__WORK INSTRUCTION__:
Could you output the entire listing without altering anything?

════════

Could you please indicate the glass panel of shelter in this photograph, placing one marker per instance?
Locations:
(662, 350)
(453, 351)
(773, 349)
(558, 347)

════════

__RESPONSE TO THIS TASK__:
Could you please indicate the glass panel of shelter in this photograph, placing one marker per instance?
Locations:
(662, 350)
(453, 351)
(773, 349)
(558, 347)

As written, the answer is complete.